Exercise requirements
Starting at the line that contains "Note: point at the red" and ending at the end of the material, copy those lines with "Record" replaced by "Write" and everything else left unchanged.

Material provided
□ □ □ □ □

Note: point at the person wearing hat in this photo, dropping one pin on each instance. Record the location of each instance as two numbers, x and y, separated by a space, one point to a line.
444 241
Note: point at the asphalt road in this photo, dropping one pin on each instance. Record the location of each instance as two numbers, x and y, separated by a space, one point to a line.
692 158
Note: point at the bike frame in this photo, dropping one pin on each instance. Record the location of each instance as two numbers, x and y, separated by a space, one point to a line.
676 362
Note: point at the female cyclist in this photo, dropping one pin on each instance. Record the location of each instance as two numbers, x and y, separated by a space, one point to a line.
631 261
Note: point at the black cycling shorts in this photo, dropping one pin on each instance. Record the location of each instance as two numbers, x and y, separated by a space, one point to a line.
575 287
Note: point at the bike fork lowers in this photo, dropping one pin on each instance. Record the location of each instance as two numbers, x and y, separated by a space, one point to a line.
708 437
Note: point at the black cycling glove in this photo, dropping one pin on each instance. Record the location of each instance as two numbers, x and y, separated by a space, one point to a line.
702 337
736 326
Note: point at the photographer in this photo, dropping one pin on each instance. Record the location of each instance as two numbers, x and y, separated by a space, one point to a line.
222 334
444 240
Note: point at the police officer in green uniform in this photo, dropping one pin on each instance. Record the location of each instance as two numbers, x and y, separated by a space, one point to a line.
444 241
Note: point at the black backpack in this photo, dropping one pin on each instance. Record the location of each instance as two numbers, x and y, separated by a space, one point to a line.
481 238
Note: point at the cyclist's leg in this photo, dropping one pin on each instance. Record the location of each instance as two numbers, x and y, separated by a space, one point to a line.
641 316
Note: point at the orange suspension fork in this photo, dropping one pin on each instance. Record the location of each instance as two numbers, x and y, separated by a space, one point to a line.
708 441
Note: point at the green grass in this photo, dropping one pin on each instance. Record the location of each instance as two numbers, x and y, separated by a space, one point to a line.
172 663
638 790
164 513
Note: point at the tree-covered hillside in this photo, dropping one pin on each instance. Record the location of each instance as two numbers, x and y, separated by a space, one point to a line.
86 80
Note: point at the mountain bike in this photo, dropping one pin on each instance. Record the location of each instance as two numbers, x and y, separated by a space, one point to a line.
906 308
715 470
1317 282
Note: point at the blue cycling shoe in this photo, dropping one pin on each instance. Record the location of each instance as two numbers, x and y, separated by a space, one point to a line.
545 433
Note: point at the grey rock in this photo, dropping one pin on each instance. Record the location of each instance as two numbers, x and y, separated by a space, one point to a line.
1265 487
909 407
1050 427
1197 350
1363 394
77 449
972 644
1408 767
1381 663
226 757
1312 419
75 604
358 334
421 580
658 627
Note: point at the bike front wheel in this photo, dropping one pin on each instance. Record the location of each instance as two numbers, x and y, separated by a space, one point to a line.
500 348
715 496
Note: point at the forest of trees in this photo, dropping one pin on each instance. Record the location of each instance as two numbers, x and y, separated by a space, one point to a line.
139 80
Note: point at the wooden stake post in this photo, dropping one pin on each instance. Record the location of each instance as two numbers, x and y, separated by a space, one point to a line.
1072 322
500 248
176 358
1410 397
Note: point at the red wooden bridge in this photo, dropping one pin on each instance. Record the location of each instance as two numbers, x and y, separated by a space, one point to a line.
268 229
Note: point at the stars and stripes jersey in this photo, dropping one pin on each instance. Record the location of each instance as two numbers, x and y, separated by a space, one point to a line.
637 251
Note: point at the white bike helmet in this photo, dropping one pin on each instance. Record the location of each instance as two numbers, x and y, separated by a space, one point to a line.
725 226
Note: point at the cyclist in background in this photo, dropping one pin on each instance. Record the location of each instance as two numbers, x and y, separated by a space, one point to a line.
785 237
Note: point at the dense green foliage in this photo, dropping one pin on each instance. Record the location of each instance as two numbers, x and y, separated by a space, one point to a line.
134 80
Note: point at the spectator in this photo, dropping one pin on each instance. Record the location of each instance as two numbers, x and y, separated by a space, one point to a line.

□ □ □ □ □

Answer to the task
Note: point at the red wooden bridge in this photo, dropping one pin on each instance. Write the location of each instance as two numbers, x and y, separated by a space, one point to a line.
268 229
Note: point at the stars and stripes jersey in this photo, dropping one pin on each instance. Write the location of each instance as two numbers, x and y, separated by a space, one point to a line.
637 251
Note: point at the white bike helmet in this photo, dropping one pin on each instance. Write the location of each instance as two numbers, x and y, separated by a space, one point to a line.
725 226
Note: point at the cyclist in background in this photo, dropping one pin on each instance. Write the location of each instance as two numbers, x and y, separated by a space, one point to a line.
785 237
Note: point at the dense green foliage in this photo, dropping one pin on each instance. Write the location of each instance as two numbers, x and y, separated by a space, one point to a line.
134 80
Note: point at the spectator in this photo, dropping one pin on each instance. Write the location of each instance as two numbers, x and y, separated by a space, one point to a line.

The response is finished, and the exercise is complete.